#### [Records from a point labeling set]
___
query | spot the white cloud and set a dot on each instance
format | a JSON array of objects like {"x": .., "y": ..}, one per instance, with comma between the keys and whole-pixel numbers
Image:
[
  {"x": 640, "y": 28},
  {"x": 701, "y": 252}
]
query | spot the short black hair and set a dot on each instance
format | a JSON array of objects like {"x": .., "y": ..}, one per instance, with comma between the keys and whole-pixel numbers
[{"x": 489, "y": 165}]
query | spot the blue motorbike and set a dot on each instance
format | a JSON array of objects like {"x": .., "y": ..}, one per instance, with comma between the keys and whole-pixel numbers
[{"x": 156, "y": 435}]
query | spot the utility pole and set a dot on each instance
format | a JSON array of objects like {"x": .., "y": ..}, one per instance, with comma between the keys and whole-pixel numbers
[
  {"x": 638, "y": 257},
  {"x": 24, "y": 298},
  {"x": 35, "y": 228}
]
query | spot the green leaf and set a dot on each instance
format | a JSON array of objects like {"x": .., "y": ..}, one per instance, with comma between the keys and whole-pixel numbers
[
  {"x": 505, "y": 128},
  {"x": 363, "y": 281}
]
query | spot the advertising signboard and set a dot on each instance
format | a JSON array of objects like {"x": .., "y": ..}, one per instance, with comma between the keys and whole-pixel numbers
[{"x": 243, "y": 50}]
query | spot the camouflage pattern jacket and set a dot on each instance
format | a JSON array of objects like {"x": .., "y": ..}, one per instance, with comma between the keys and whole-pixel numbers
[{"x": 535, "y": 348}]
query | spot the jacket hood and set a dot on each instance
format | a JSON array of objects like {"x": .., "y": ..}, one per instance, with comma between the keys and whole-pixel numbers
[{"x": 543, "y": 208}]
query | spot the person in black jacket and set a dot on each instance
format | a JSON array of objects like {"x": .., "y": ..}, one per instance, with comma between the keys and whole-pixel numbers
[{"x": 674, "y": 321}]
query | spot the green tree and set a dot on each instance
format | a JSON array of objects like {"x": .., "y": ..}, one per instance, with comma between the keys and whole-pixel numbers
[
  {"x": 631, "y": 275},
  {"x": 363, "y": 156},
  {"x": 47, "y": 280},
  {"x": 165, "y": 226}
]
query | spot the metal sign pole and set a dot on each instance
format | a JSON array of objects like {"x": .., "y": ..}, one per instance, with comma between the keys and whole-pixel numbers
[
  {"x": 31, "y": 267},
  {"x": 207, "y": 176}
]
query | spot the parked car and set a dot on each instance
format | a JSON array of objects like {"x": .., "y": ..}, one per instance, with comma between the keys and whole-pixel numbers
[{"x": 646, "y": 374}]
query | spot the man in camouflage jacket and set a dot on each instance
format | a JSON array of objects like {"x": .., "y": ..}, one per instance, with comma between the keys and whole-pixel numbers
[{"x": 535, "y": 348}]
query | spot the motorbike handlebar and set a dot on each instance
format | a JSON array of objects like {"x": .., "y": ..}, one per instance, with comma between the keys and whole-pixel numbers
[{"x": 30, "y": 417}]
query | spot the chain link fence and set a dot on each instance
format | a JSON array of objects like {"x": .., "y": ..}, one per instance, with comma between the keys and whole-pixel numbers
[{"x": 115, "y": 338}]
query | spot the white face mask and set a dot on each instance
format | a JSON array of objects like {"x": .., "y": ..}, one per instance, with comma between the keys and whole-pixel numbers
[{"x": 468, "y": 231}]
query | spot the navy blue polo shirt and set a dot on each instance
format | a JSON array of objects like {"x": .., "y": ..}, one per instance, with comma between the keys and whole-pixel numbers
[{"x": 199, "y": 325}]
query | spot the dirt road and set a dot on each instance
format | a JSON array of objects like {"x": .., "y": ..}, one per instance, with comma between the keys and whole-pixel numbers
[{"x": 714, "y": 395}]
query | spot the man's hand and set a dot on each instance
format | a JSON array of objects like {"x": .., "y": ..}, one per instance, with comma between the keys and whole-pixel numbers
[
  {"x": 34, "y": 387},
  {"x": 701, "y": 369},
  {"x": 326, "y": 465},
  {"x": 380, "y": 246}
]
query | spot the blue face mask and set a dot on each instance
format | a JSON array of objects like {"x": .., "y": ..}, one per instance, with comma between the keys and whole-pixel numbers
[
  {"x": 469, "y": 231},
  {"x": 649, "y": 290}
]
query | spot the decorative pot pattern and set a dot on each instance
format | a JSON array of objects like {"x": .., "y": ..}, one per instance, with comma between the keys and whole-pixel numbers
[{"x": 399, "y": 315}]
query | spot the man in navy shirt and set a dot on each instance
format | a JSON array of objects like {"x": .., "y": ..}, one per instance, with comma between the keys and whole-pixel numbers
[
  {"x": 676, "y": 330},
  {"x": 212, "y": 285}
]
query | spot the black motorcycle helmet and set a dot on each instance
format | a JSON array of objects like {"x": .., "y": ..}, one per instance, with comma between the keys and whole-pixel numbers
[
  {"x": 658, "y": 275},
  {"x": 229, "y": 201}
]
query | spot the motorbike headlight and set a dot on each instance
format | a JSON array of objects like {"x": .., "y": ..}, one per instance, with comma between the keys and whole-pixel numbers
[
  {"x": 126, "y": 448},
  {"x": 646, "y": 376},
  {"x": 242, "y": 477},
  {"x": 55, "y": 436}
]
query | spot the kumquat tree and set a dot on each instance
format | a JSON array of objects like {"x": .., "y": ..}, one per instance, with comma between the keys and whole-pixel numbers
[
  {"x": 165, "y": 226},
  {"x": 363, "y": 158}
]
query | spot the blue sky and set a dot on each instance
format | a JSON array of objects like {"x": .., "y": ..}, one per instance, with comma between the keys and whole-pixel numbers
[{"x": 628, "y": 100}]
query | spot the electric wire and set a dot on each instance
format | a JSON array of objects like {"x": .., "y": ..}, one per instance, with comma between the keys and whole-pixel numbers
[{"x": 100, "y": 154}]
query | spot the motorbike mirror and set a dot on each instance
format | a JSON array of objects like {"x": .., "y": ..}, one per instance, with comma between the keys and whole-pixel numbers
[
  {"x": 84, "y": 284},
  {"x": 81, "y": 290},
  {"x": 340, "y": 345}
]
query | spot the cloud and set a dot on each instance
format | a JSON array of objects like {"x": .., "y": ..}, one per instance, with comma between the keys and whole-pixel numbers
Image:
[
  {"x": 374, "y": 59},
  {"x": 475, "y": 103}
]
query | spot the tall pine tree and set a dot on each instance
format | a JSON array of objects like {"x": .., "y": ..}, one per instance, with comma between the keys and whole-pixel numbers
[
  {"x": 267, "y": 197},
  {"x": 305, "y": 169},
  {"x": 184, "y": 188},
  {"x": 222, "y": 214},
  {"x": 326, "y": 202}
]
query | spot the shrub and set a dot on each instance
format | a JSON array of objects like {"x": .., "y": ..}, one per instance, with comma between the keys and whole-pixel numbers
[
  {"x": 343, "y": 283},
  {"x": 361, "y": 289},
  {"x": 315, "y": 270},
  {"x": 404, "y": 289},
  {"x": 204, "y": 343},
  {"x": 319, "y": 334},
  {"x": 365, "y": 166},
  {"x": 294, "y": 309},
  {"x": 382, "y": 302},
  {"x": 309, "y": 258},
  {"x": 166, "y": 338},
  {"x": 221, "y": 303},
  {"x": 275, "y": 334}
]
___
#### [WORK TO DO]
Repeat the records above exactly.

#### [WRITTEN ANSWER]
query | spot the white cloud and set a dot on each instance
format | a JSON array of objects like {"x": .., "y": ..}, one per instance, with comma between the keys and whole-pixel numbers
Image:
[
  {"x": 640, "y": 28},
  {"x": 701, "y": 252}
]
query | spot the short black hair and set a dot on each instance
format | a JSON array of objects like {"x": .., "y": ..}, one per instance, with comma between the keys and whole-pixel numbers
[{"x": 489, "y": 165}]
query | spot the blue motorbike and set a dot on each instance
format | a JSON array of objects like {"x": .., "y": ..}, one per instance, with comma between the keys and whole-pixel numbers
[{"x": 156, "y": 435}]
query | spot the utility pole and set a dot on each instance
format | a JSON array of objects like {"x": .., "y": ..}, one per instance, with comma between the keys and whole-pixel numbers
[
  {"x": 638, "y": 257},
  {"x": 24, "y": 298},
  {"x": 35, "y": 228}
]
query | spot the green leaf and set a dot on each instance
format | a JSON array of objects like {"x": .., "y": ..}, one per instance, with comma between the keys and whole-pixel numbers
[
  {"x": 505, "y": 128},
  {"x": 363, "y": 281}
]
query | spot the advertising signboard and set a dot on each instance
format | a JSON array of objects like {"x": .., "y": ..}, one per instance, with comma between the keys and whole-pixel numbers
[{"x": 243, "y": 50}]
query | spot the camouflage pattern jacket and set a dot on each instance
format | a JSON array of objects like {"x": .., "y": ..}, one per instance, with comma between the keys and whole-pixel numbers
[{"x": 535, "y": 348}]
query | spot the jacket hood and set a dot on each instance
format | a JSON array of objects like {"x": .., "y": ..}, one per instance, with comma between the keys and whole-pixel numbers
[{"x": 543, "y": 208}]
query | spot the person in black jacket and set a dot on each instance
format | a JSON array of objects like {"x": .., "y": ..}, one per instance, with comma between the keys and whole-pixel numbers
[{"x": 674, "y": 321}]
query | spot the green tree and set a dot on each instance
format | a JSON array of objects like {"x": .., "y": ..}, one per instance, with comma between the keys and whole-pixel numbers
[
  {"x": 631, "y": 275},
  {"x": 363, "y": 156},
  {"x": 47, "y": 280},
  {"x": 165, "y": 226}
]
query | spot the metal sign pole and set a dot on each instance
format | a JSON array of objects like {"x": .., "y": ..}, one per instance, with comma between the keys and whole-pixel numbers
[
  {"x": 31, "y": 267},
  {"x": 207, "y": 176}
]
query | spot the parked car and set a dot on each instance
format | a JSON array of objects like {"x": .., "y": ..}, one per instance, with comma between the keys and whole-pixel numbers
[{"x": 646, "y": 374}]
query | spot the man in camouflage jacket and set a dot on each instance
format | a JSON array of objects like {"x": .., "y": ..}, one per instance, with comma between the keys and whole-pixel numbers
[{"x": 535, "y": 348}]
query | spot the motorbike handlebar and set a dot on each instance
format | a JSON array of objects like {"x": .., "y": ..}, one per instance, with comma between the keys and whole-pixel numbers
[{"x": 30, "y": 417}]
query | spot the chain link fence and set a dot on each instance
format | a JSON array of objects like {"x": .., "y": ..}, one per instance, with comma between the keys and whole-pixel numbers
[{"x": 115, "y": 338}]
query | spot the white face mask and set a dot on each instance
format | a JSON array of objects like {"x": .., "y": ..}, one per instance, with comma between the keys and whole-pixel numbers
[{"x": 468, "y": 231}]
query | spot the navy blue polo shirt and set a dot on each instance
format | a JSON array of objects like {"x": .., "y": ..}, one per instance, with comma between the keys and whole-pixel numbers
[{"x": 199, "y": 325}]
query | spot the dirt road and set a dot on each instance
format | a JSON array of objects like {"x": .., "y": ..}, one per instance, with comma between the keys and whole-pixel numbers
[{"x": 714, "y": 395}]
query | spot the man's hand and set a dot on each instance
format | a JSON array of objects like {"x": .., "y": ..}, one per instance, with comma between the keys and whole-pixel numbers
[
  {"x": 34, "y": 387},
  {"x": 701, "y": 369},
  {"x": 326, "y": 465},
  {"x": 380, "y": 246}
]
query | spot the blue face mask and set a dot on each instance
format | a JSON array of objects like {"x": .., "y": ..}, one per instance, with comma between the keys and whole-pixel numbers
[
  {"x": 469, "y": 231},
  {"x": 649, "y": 290}
]
query | spot the decorative pot pattern and set a dot on each instance
format | a JSON array of objects like {"x": .., "y": ..}, one per instance, with comma between the keys and whole-pixel numbers
[{"x": 399, "y": 315}]
query | spot the man in navy shirt and set a dot on each instance
format | a JSON array of objects like {"x": .., "y": ..}, one per instance, with comma between the keys and whole-pixel numbers
[
  {"x": 676, "y": 330},
  {"x": 212, "y": 285}
]
query | spot the black motorcycle helmet and set a dot on each instance
format | a JSON array of objects like {"x": .., "y": ..}, one per instance, with comma between the keys and whole-pixel numbers
[
  {"x": 658, "y": 275},
  {"x": 229, "y": 201}
]
query | spot the motorbike headlight and set a dot on each instance
format | a JSON array of objects like {"x": .., "y": ..}, one per instance, with comma between the keys and whole-pixel numbers
[
  {"x": 126, "y": 448},
  {"x": 646, "y": 376},
  {"x": 242, "y": 477},
  {"x": 55, "y": 436}
]
query | spot the kumquat tree and set a dot on each instance
format | a JSON array of objects like {"x": .., "y": ..}, one per instance, with comma between the keys and whole-pixel numbers
[
  {"x": 165, "y": 226},
  {"x": 363, "y": 158}
]
query | spot the blue sky and set a dot on each instance
format | a JSON array of objects like {"x": .., "y": ..}, one per instance, with comma between the keys and whole-pixel numbers
[{"x": 628, "y": 100}]
query | spot the electric wire and set a dot on each instance
format | a JSON array of objects like {"x": .., "y": ..}, one per instance, with comma between the keys and whole-pixel numbers
[{"x": 100, "y": 154}]
query | spot the motorbike mirror and set a dot on each instance
format | a JSON array of objects like {"x": .., "y": ..}, one per instance, with comma between the keys and whole-pixel numbers
[
  {"x": 84, "y": 284},
  {"x": 81, "y": 290},
  {"x": 340, "y": 345}
]
query | spot the cloud and set a dot on each instance
format | a JSON array of objects like {"x": .., "y": ..}, one per instance, with comma between the keys and whole-pixel numbers
Image:
[
  {"x": 374, "y": 59},
  {"x": 475, "y": 103}
]
query | spot the tall pine tree and set a dot on each instance
format | a JSON array of objects like {"x": .., "y": ..}, one per instance, with comma between the keys and whole-pixel numbers
[
  {"x": 267, "y": 197},
  {"x": 305, "y": 169},
  {"x": 184, "y": 188},
  {"x": 222, "y": 214},
  {"x": 326, "y": 202}
]
query | spot the shrub and set a dot on each instance
format | a JSON array of objects like {"x": .., "y": ..}, one per instance, with comma between the keys and whole-pixel numbers
[
  {"x": 343, "y": 283},
  {"x": 361, "y": 289},
  {"x": 315, "y": 270},
  {"x": 404, "y": 289},
  {"x": 204, "y": 343},
  {"x": 319, "y": 334},
  {"x": 365, "y": 166},
  {"x": 294, "y": 309},
  {"x": 382, "y": 302},
  {"x": 309, "y": 258},
  {"x": 166, "y": 338},
  {"x": 221, "y": 303},
  {"x": 275, "y": 334}
]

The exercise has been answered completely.